* **Selected text**
==========

Sunday, February 9, 2014


Geneva Gazette
Wed., August 5, 1818

    An extract from the following letter has already been published in the Geneva Gazette; but some material typographical errors having occurred in its original publication in the Albany Argus, especially in that part which related to the Locks and Canal on the Seneca River, between the Seneca and Cayuga Lakes, we now insert the whole article, and with the concurrence of the author, Elkanah Watson, Esq. have made the necessary corrections - which, to distinguish them, are put in italics.

                        FROM THE ALBANY ARGUS
                                TO THE EDITOR
                                                                   Seneca Falls, 14th June 1818
    Dear Sir - In conformity to my promise to transmit to you such remarks as may appear useful to be promulgated, in relation to improvements in agricultural pursuits, and in the progress of the grand canal, to redeem that pledge in part is the object of this letter.
    I found the road in general in a shameful state, especially the first eighteen miles this side of Albany; and it is a disgrace to this state that the toll gatherers can be permitted to oppress the weary traveller, especially the poor waggoners, by extorting money from them without receiving any adequate return; reciprocity being the basis of the law, the traveler calls for redress.
  The proprietors of the turnpike should be compelled to pay the damages which are constantly sustained in the destruction of carriages. upsetting of stages, and the imminent danger of lives and limbs. It is admitted the season has been uncommonly bad, and ruinous to the roads; the efforts to keep them in some decent state at lest, while they are exacting pay, should in some measure be proportionate; and as the weather has been settled for several days, not less than twenty men should be employed in repairing on each mile, whereas I doubt if I saw that number of men occupied in that duty in 200 miles traveling. 
    At Manlius I turned off, about three miles north of the old turnpike, to examine the grand canal. Here I found a spacious canal in a finished state, in some places with firm sloping sides, and calculated to maintain a depth of four feet of water. I also examined the place where they were cutting through a body of transparent plaster. I continued traveling a great part of the day near the route of the canal; in some places they were just opening its path through the woods, in a direct course.

==========

* **Information shown**
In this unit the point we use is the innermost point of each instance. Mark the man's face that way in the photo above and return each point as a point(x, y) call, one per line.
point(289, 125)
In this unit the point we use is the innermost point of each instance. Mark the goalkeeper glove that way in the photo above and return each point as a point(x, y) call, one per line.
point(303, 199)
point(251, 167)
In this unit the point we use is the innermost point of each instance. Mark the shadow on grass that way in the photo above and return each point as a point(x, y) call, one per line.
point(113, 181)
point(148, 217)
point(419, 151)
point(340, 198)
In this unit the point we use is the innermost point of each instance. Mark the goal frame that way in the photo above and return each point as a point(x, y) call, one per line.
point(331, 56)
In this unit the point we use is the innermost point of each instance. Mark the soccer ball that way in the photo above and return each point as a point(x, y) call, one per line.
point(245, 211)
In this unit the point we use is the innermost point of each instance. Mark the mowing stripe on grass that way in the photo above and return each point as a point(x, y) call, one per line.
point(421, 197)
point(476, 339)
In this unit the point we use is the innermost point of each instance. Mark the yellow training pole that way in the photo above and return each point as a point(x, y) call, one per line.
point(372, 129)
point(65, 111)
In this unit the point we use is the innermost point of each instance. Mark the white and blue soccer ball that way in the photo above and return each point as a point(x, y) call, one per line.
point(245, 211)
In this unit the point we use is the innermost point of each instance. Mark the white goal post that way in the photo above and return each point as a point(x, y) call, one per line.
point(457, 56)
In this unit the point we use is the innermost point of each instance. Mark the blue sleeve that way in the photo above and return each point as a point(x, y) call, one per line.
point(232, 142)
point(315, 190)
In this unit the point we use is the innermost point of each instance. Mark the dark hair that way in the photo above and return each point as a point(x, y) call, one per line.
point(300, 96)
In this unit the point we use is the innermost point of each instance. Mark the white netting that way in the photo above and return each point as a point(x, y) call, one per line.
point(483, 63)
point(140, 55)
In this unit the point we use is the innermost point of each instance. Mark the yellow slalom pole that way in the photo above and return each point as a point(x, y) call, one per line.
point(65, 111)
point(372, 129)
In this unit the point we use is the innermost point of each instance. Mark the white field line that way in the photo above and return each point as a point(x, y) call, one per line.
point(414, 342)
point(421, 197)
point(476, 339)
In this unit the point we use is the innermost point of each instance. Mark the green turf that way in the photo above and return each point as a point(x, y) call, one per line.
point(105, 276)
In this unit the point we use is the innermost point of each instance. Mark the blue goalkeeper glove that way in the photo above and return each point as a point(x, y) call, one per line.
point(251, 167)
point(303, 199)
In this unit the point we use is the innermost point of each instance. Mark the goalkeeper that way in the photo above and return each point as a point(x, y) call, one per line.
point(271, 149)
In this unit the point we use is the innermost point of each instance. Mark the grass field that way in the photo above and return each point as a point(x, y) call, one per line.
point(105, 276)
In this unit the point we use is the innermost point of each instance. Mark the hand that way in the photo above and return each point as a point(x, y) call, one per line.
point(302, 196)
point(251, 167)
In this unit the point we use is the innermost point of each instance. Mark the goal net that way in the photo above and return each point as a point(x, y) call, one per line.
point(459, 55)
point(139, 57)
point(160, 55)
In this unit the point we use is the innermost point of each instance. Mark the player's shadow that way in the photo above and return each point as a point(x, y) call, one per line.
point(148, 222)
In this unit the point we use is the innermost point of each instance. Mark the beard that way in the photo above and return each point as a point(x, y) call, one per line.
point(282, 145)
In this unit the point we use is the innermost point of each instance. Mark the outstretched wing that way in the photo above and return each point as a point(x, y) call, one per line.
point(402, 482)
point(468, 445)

==========

* **Requests**
[a] In the 1818 letter about the grand canal, what depth of water was the finished canal near Manlius built to maintain?
[b] Write the next part of the 1818 letter about the roads and the grand canal, picking up right after its final sentence.

* **Responses by task**
[a] Four feet.

[b]
    I am informed about 1,500 men are scattered along a distance of  --- miles, in executing one of the most splendid enterprises that ever was attempted in any age or country. Being alone, and contemplating this canal, my mind was left free to range into the womb of futurity. I found no difficulty in looking to the end of this century, and fixing as certain, a population, within the present limits of the United States, of a least 59 millions of independent Americans; And when I cast my mind on the port of New York, the finest harbor on the globe; the Hudson river, as the most direct in its course, and freest from obstructions, of any other river within my knowledge; and then, by a sudden transition, continuing the route of the contemplated canal, with its junction with the greatest inland seas in the world; and then considering the immense shores of these great chain of lakes, and all the tributary streams, teeming with a full population, and the lake clouded with sails; in reaching the point and considering the spot that's under my eye as part of the grand artery which is to animate and give life to this glowing scene, I confess that I am at a loss of words to express the sensations of my mind.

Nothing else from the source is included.